**Objective:** Report every line of the items below that contains the string "stove". Treat case as significant.
━━━━
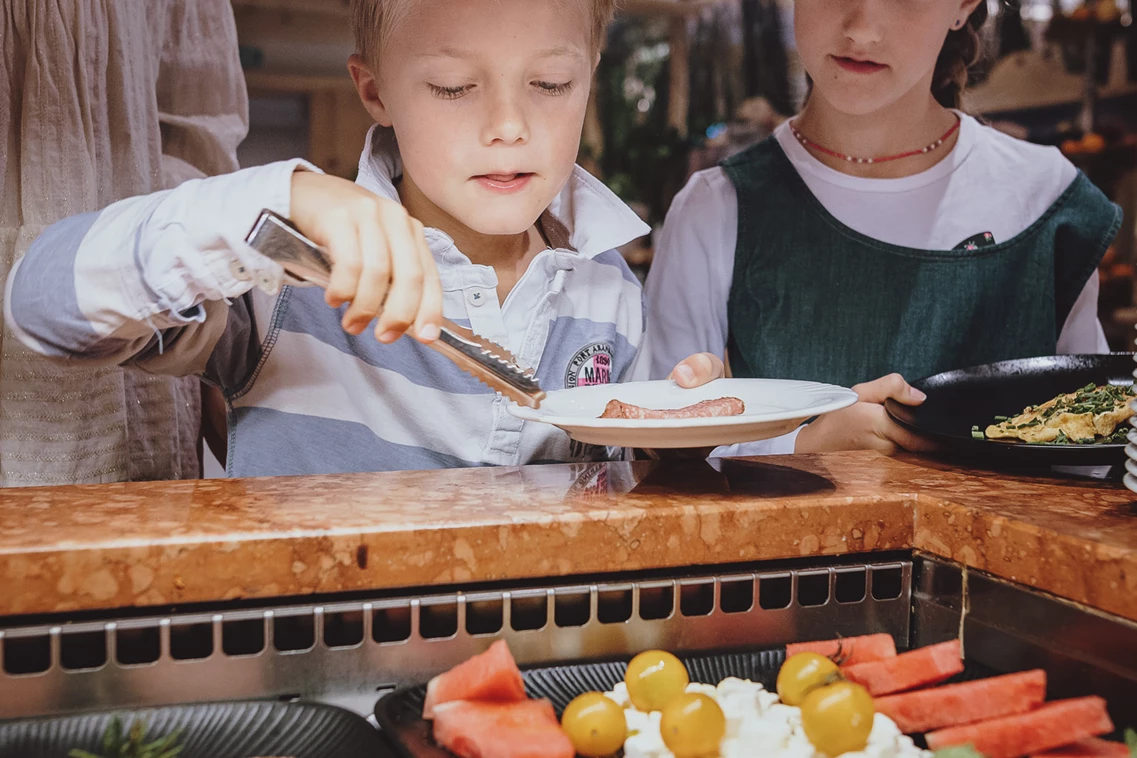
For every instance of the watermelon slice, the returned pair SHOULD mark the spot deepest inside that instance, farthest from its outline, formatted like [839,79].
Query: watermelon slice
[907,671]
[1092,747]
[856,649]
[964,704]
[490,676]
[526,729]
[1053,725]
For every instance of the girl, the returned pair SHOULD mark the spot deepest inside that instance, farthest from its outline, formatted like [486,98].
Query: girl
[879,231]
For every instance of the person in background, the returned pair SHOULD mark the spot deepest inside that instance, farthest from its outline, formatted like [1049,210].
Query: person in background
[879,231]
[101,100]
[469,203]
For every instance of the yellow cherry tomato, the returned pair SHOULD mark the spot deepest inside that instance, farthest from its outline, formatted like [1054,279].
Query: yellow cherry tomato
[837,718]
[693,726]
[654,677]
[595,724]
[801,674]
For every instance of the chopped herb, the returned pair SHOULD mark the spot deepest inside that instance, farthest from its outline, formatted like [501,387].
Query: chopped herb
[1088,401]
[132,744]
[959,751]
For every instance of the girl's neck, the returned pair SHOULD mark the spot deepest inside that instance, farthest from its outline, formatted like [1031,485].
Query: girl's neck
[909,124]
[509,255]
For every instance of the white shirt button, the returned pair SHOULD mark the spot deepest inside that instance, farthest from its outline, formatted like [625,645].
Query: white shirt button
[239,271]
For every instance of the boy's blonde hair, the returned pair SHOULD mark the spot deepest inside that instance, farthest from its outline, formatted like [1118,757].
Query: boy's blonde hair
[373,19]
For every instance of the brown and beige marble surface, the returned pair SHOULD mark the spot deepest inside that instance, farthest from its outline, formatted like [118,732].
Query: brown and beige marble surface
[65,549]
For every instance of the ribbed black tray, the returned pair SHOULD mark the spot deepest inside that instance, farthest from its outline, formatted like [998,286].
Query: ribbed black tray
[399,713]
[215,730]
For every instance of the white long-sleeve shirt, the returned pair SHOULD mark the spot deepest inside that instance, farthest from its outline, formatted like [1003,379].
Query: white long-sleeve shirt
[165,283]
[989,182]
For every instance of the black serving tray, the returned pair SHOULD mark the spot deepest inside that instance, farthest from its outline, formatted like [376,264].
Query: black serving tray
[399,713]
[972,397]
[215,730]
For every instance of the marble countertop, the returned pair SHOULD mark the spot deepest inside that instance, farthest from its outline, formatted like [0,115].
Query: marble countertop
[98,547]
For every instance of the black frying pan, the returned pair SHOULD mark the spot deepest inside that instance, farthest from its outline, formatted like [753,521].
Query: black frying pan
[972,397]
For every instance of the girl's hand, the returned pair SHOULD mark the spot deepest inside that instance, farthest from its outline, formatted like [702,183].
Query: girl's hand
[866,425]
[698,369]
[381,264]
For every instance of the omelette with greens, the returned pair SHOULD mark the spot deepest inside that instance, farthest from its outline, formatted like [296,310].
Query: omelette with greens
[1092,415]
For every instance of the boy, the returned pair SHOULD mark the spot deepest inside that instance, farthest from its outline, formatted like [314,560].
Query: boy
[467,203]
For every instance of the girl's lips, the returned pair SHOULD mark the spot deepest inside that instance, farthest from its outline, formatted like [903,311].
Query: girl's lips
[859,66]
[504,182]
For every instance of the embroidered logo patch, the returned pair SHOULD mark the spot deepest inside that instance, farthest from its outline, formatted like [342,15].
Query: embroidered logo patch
━━━━
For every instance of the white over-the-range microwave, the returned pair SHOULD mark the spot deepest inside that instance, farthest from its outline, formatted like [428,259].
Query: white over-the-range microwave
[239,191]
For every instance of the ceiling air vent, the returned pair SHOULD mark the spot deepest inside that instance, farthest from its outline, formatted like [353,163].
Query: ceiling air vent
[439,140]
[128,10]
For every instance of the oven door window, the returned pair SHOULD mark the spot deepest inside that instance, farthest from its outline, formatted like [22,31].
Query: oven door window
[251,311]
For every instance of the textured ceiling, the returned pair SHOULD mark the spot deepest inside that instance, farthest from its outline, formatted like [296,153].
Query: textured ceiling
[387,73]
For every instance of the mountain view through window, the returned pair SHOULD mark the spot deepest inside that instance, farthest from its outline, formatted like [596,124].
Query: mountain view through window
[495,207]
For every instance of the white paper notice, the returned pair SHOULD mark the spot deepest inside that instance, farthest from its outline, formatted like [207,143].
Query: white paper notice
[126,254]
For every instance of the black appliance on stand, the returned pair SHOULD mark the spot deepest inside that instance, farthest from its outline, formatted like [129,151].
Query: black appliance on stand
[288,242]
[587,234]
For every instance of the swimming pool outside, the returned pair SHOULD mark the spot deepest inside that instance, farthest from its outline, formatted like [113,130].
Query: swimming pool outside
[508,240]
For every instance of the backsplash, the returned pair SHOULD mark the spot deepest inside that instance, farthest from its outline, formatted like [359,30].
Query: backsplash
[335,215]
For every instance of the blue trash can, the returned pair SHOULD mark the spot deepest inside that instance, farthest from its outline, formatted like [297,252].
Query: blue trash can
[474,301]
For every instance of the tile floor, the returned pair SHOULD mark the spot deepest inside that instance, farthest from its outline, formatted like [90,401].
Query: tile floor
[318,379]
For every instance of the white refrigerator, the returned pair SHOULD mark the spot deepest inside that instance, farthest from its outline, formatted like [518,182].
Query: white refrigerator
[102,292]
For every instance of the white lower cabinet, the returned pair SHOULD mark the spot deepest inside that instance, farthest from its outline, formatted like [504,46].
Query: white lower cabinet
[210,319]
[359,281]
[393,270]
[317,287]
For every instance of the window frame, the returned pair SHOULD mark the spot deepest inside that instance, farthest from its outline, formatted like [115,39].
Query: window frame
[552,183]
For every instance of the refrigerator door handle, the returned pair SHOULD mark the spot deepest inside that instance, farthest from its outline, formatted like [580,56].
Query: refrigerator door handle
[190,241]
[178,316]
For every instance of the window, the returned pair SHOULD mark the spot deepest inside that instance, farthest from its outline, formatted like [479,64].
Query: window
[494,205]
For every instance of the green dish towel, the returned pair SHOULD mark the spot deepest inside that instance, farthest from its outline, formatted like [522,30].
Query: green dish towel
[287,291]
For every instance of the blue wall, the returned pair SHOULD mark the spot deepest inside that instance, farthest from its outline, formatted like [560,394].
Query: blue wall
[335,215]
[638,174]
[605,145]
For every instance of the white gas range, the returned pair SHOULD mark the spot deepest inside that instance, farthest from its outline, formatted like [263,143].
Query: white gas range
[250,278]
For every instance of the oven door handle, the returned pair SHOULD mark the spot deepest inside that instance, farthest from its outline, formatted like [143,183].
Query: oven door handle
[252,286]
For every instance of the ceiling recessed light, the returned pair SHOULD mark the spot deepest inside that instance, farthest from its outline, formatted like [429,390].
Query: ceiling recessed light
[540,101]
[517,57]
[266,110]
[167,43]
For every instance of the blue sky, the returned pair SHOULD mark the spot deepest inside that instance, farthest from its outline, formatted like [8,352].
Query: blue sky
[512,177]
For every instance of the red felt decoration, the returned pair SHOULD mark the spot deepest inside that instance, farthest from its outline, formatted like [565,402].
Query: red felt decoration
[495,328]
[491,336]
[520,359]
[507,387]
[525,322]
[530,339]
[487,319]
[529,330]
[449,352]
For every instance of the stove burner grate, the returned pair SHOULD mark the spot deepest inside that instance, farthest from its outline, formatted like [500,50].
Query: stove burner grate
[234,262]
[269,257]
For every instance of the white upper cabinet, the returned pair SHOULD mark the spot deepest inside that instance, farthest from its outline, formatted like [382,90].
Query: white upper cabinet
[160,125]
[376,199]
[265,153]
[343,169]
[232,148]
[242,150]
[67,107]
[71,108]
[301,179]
━━━━
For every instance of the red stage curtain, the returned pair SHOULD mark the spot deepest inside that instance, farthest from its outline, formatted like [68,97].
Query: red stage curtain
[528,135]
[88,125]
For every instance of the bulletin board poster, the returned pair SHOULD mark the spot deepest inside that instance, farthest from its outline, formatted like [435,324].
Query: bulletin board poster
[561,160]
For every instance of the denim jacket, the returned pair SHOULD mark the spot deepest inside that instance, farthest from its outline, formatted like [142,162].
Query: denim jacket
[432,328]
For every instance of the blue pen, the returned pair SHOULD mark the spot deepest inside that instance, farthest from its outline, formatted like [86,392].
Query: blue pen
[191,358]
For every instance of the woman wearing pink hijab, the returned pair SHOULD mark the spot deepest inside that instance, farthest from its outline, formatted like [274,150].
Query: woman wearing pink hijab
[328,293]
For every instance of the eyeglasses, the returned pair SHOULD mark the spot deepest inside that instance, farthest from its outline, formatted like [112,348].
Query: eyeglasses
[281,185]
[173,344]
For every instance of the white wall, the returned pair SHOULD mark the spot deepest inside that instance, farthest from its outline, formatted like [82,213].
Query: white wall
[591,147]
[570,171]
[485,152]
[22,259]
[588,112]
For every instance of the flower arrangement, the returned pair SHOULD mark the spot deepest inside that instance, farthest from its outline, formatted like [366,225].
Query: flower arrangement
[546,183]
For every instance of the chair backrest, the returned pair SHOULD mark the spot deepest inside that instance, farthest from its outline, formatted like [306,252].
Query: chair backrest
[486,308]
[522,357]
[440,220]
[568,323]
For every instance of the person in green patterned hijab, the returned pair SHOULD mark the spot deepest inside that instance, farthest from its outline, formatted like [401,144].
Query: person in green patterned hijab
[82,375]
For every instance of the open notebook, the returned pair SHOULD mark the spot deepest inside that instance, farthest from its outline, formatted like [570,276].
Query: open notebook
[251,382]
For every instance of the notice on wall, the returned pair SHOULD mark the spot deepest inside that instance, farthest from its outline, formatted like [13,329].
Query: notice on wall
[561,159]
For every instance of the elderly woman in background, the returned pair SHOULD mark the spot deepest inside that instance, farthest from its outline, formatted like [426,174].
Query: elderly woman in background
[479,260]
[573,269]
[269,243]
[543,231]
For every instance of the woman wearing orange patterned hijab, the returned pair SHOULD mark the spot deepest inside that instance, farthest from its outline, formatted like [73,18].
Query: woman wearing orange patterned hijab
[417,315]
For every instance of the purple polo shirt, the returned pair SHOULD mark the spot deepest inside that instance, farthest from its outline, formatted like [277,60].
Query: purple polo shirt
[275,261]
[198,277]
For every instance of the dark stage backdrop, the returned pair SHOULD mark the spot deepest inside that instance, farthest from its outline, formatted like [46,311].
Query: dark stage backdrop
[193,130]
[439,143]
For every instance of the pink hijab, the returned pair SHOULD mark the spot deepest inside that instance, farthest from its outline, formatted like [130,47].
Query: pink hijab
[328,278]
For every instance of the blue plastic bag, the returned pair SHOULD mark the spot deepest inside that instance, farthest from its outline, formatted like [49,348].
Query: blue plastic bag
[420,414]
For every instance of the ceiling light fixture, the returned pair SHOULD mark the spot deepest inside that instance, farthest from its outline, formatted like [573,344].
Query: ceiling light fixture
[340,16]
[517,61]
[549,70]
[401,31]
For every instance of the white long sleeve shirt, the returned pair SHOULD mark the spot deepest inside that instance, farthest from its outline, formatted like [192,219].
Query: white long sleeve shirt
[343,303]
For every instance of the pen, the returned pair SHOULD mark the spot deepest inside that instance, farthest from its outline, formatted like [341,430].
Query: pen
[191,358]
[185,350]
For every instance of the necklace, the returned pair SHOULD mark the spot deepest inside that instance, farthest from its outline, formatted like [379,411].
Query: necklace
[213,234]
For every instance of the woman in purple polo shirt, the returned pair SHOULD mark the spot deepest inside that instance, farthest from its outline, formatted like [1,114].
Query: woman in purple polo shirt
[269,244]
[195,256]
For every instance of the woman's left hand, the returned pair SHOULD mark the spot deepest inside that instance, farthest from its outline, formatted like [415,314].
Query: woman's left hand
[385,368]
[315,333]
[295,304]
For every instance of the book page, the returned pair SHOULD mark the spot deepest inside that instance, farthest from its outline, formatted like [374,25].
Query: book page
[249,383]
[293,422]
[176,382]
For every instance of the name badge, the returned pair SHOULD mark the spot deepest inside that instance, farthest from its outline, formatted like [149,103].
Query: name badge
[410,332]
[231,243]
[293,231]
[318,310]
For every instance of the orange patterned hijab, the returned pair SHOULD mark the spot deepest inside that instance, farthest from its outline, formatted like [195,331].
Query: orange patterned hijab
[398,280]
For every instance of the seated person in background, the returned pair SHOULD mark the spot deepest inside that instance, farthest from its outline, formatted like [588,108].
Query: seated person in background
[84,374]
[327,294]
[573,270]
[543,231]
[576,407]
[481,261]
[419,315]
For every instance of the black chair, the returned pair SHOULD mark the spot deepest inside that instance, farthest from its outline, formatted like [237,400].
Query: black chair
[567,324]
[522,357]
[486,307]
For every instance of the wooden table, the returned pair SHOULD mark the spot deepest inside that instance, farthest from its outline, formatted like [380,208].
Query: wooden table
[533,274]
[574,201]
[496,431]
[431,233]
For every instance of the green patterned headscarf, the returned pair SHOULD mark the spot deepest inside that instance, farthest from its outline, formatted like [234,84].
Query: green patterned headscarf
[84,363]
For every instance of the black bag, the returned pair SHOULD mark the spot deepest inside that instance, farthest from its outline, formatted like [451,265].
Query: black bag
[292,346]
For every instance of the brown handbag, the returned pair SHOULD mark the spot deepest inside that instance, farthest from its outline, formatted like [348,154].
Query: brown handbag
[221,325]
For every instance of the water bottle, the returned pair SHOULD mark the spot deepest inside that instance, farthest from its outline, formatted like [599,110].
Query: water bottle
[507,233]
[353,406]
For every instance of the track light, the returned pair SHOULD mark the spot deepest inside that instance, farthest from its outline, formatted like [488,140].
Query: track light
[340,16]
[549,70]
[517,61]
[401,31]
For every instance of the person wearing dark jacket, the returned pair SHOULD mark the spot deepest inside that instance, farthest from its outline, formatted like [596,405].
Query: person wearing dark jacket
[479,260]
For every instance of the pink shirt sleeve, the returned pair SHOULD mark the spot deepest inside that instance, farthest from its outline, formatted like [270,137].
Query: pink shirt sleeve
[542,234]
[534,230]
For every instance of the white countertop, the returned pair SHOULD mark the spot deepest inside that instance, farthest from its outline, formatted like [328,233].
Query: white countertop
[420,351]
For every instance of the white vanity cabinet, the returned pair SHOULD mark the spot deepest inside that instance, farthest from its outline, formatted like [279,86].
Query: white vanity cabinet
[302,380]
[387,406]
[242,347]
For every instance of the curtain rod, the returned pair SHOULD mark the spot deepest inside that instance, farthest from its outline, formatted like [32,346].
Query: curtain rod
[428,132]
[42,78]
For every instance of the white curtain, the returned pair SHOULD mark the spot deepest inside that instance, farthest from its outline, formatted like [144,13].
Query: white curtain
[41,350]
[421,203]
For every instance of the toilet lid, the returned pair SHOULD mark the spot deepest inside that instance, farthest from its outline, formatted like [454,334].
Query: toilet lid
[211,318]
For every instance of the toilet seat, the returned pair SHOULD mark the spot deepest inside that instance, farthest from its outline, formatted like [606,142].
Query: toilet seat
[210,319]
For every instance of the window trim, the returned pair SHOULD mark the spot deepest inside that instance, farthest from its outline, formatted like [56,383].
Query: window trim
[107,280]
━━━━
**Exercise response:**
For every instance of the stove burner grate, the returned pair SHOULD mark the spot deepest inside that instance, farthest from its outline, formatted like [500,50].
Query: stove burner grate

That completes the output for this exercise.